» Task to complete: Take the listing and print it in full, exactly as given.

» Extracted records:
## start

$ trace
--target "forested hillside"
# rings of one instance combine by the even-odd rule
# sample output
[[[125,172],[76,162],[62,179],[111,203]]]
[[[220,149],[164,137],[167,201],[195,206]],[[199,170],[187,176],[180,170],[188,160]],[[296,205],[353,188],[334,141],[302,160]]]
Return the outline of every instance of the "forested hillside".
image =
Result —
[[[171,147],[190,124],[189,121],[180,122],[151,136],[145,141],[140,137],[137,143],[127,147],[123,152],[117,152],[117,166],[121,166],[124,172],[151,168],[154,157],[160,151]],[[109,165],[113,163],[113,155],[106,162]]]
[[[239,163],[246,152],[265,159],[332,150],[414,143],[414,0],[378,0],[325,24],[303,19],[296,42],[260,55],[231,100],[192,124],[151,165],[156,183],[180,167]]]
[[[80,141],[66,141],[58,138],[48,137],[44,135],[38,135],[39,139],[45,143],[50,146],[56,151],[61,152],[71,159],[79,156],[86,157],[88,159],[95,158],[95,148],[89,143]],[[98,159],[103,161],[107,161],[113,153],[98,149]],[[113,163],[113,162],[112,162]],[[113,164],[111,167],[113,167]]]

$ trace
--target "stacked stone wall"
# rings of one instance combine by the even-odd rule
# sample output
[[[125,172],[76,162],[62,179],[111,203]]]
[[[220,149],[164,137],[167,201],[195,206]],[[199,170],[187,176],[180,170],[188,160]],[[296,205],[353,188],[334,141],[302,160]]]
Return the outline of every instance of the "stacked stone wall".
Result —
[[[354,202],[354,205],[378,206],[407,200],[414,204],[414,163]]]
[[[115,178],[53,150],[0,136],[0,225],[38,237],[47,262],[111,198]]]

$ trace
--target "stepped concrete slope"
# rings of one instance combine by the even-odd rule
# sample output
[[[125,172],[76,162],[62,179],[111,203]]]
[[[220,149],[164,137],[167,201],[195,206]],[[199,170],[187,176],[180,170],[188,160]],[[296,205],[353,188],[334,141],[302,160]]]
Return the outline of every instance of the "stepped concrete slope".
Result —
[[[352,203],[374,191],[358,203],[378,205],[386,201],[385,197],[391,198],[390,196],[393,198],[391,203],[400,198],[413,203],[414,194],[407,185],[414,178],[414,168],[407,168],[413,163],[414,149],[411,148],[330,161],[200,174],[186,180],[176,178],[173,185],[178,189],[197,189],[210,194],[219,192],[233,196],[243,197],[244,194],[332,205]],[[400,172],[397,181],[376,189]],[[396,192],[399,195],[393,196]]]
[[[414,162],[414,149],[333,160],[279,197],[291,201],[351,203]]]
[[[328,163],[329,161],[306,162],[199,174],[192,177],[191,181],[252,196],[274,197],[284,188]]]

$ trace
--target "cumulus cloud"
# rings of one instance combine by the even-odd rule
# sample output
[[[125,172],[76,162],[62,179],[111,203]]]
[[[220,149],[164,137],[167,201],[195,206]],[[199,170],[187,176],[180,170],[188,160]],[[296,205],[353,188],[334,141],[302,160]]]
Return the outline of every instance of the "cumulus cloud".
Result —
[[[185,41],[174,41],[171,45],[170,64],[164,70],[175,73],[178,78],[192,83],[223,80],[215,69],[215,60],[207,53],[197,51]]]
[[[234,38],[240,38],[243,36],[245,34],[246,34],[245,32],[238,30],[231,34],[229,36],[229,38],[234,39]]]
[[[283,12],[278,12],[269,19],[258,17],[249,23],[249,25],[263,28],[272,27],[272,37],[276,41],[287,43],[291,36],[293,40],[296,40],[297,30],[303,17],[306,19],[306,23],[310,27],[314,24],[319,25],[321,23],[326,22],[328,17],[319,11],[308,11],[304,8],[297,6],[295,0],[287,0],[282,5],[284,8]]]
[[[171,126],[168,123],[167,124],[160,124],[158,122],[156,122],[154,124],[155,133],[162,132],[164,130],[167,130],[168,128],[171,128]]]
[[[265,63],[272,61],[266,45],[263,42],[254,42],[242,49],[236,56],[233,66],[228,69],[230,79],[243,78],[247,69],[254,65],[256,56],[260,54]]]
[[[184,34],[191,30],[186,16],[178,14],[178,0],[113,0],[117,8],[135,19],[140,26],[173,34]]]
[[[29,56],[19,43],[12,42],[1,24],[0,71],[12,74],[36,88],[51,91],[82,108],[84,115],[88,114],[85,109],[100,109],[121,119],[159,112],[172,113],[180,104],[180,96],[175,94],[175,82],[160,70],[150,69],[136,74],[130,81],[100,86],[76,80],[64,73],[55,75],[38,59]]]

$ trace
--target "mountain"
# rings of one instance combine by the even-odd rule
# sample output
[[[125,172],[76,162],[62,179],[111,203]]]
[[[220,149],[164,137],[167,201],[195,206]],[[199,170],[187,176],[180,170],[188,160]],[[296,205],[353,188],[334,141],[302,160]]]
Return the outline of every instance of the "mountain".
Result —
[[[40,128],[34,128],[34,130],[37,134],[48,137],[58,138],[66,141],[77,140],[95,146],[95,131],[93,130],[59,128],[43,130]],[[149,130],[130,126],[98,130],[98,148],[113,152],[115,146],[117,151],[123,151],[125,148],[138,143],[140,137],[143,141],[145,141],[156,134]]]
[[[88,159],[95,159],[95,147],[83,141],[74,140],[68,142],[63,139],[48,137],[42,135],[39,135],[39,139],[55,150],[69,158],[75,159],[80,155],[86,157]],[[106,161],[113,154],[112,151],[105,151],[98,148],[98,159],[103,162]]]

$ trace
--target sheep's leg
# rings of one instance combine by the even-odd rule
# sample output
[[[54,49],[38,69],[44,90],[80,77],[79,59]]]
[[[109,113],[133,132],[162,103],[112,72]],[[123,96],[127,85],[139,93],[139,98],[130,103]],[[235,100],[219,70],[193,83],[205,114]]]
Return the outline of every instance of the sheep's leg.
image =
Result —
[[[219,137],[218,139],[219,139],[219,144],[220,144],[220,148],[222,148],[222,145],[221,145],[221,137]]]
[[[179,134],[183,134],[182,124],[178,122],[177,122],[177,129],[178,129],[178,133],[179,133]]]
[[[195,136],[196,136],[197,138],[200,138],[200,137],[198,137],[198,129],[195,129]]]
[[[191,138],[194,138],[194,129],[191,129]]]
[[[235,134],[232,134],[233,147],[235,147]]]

## end

» Answer in full:
$ trace
--target "forested hillside"
# rings of one instance combine by the even-odd rule
# sample output
[[[125,172],[76,162],[62,179],[111,203]]]
[[[220,149],[164,137],[167,201],[195,206]],[[199,170],[187,176],[180,170],[188,160]],[[296,205],[353,188],[334,141],[302,160]]]
Return the outline of every instance of the "forested hillside".
image =
Result —
[[[171,147],[190,124],[189,121],[180,122],[151,136],[145,141],[140,137],[137,143],[127,147],[123,152],[117,152],[117,166],[121,166],[124,172],[151,168],[154,157],[160,151]],[[109,165],[113,163],[113,155],[106,162]]]
[[[239,163],[246,152],[265,159],[332,150],[414,143],[414,0],[378,0],[325,24],[303,19],[296,42],[260,55],[231,100],[192,124],[151,165],[156,183],[180,167]]]
[[[80,141],[66,141],[58,138],[48,137],[44,135],[38,135],[39,139],[45,143],[50,146],[56,151],[61,152],[71,159],[79,156],[86,157],[88,159],[95,158],[95,148],[89,143]],[[98,159],[103,161],[107,161],[113,153],[98,149]],[[113,163],[113,162],[112,162]],[[113,164],[111,167],[113,167]]]

$ trace
--target "stacked stone wall"
# rings of one instance combine by the even-odd rule
# sample output
[[[125,172],[76,162],[62,179],[111,203]]]
[[[220,149],[164,137],[167,201],[195,206]],[[199,170],[187,176],[180,170],[188,160]],[[296,205],[353,188],[334,141],[302,160]]]
Return the outline of every instance of the "stacked stone wall".
Result —
[[[354,202],[354,205],[378,206],[407,200],[414,204],[414,163]]]
[[[115,178],[53,150],[0,136],[0,225],[38,237],[47,262],[111,198]]]

$ trace
--target "stepped concrete slope"
# rings of one instance combine by the even-odd rule
# sample output
[[[125,172],[76,162],[62,179],[111,203]]]
[[[220,149],[164,137],[167,201],[195,206]],[[199,170],[187,176],[180,170],[188,160]],[[296,205],[353,188],[334,141],[302,160]]]
Return the outline of every instance of the "stepped concrete slope".
Result —
[[[352,203],[374,191],[358,203],[378,205],[386,201],[385,197],[391,198],[390,196],[393,198],[391,203],[400,198],[413,203],[414,194],[407,185],[414,178],[414,168],[407,168],[413,163],[414,149],[411,148],[330,161],[200,174],[186,180],[176,178],[173,185],[178,189],[197,189],[210,194],[219,192],[233,196],[243,197],[244,194],[332,205]],[[400,172],[397,181],[376,189]],[[396,192],[399,195],[393,196]]]
[[[414,162],[414,149],[333,160],[279,197],[291,201],[351,203]]]
[[[328,163],[329,161],[306,162],[199,174],[192,177],[191,181],[252,196],[274,197],[284,188]]]

$ trace
--target "cumulus cloud"
# rings of one instance combine by the even-odd rule
# sample output
[[[125,172],[76,162],[62,179],[111,203]]]
[[[220,149],[164,137],[167,201],[195,206]],[[199,170],[187,176],[180,170],[188,160]],[[296,205],[353,188],[334,141],[302,160]]]
Return the outline of every instance of the "cumulus cloud".
Result —
[[[185,41],[174,41],[171,45],[170,64],[164,70],[175,73],[178,78],[192,83],[223,80],[215,69],[215,60],[207,53],[197,51]]]
[[[234,38],[240,38],[243,36],[245,34],[246,34],[245,32],[238,30],[231,34],[229,36],[229,38],[234,39]]]
[[[283,12],[278,12],[269,19],[258,17],[249,23],[249,25],[263,28],[272,27],[272,37],[276,41],[287,43],[291,36],[293,40],[296,40],[297,30],[303,17],[306,19],[306,23],[310,27],[314,24],[319,25],[321,23],[326,22],[328,17],[319,11],[308,11],[304,8],[297,6],[295,0],[287,0],[282,5],[284,8]]]
[[[171,126],[168,123],[167,124],[160,124],[158,122],[156,122],[154,124],[155,133],[162,132],[164,130],[167,130],[168,128],[171,128]]]
[[[265,63],[272,61],[266,45],[263,42],[254,42],[242,49],[236,56],[233,66],[228,69],[230,79],[243,78],[247,69],[254,65],[256,56],[260,54]]]
[[[184,34],[191,30],[186,16],[178,14],[178,0],[113,0],[117,8],[135,19],[140,26],[173,34]]]
[[[29,56],[19,43],[12,42],[1,24],[0,71],[12,74],[36,88],[51,91],[82,108],[84,115],[88,114],[85,109],[100,109],[121,119],[159,112],[172,113],[180,104],[180,96],[175,94],[175,82],[160,70],[150,69],[136,74],[130,81],[100,86],[76,80],[64,73],[55,75],[38,59]]]

$ trace
--target "mountain"
# rings of one instance combine by the even-odd rule
# sample output
[[[125,172],[76,162],[62,179],[111,203]]]
[[[220,149],[164,137],[167,201],[195,206]],[[199,170],[187,176],[180,170],[188,160]],[[296,205],[353,188],[334,141],[302,160]]]
Return the outline of every instance of the "mountain".
Result —
[[[40,128],[34,128],[34,130],[37,134],[48,137],[58,138],[66,141],[77,140],[95,146],[95,131],[93,130],[59,128],[43,130]],[[149,130],[130,126],[98,130],[98,148],[113,152],[115,146],[117,151],[123,151],[125,148],[138,143],[140,137],[143,141],[145,141],[156,134]]]
[[[88,159],[95,159],[95,147],[83,141],[74,140],[68,142],[63,139],[48,137],[42,135],[39,135],[39,139],[55,150],[69,158],[75,159],[80,155],[86,157]],[[106,161],[113,154],[112,151],[105,151],[98,148],[98,159],[103,162]]]

$ trace
--target sheep's leg
# rings of one instance combine by the even-odd rule
# sample output
[[[54,49],[38,69],[44,90],[80,77],[79,59]]]
[[[109,113],[133,132],[162,103],[112,72]],[[123,96],[127,85],[139,93],[139,98],[130,103]],[[235,100],[219,70],[193,83],[205,114]]]
Return the outline of every instance of the sheep's leg.
image =
Result —
[[[219,137],[218,139],[219,139],[219,144],[220,144],[220,148],[222,148],[222,145],[221,145],[221,137]]]
[[[179,134],[183,134],[182,124],[178,122],[177,122],[177,129],[178,129],[178,133],[179,133]]]
[[[195,136],[196,136],[197,138],[200,138],[200,137],[198,137],[198,129],[195,129]]]
[[[191,138],[194,138],[194,129],[191,129]]]
[[[235,134],[232,134],[233,147],[235,147]]]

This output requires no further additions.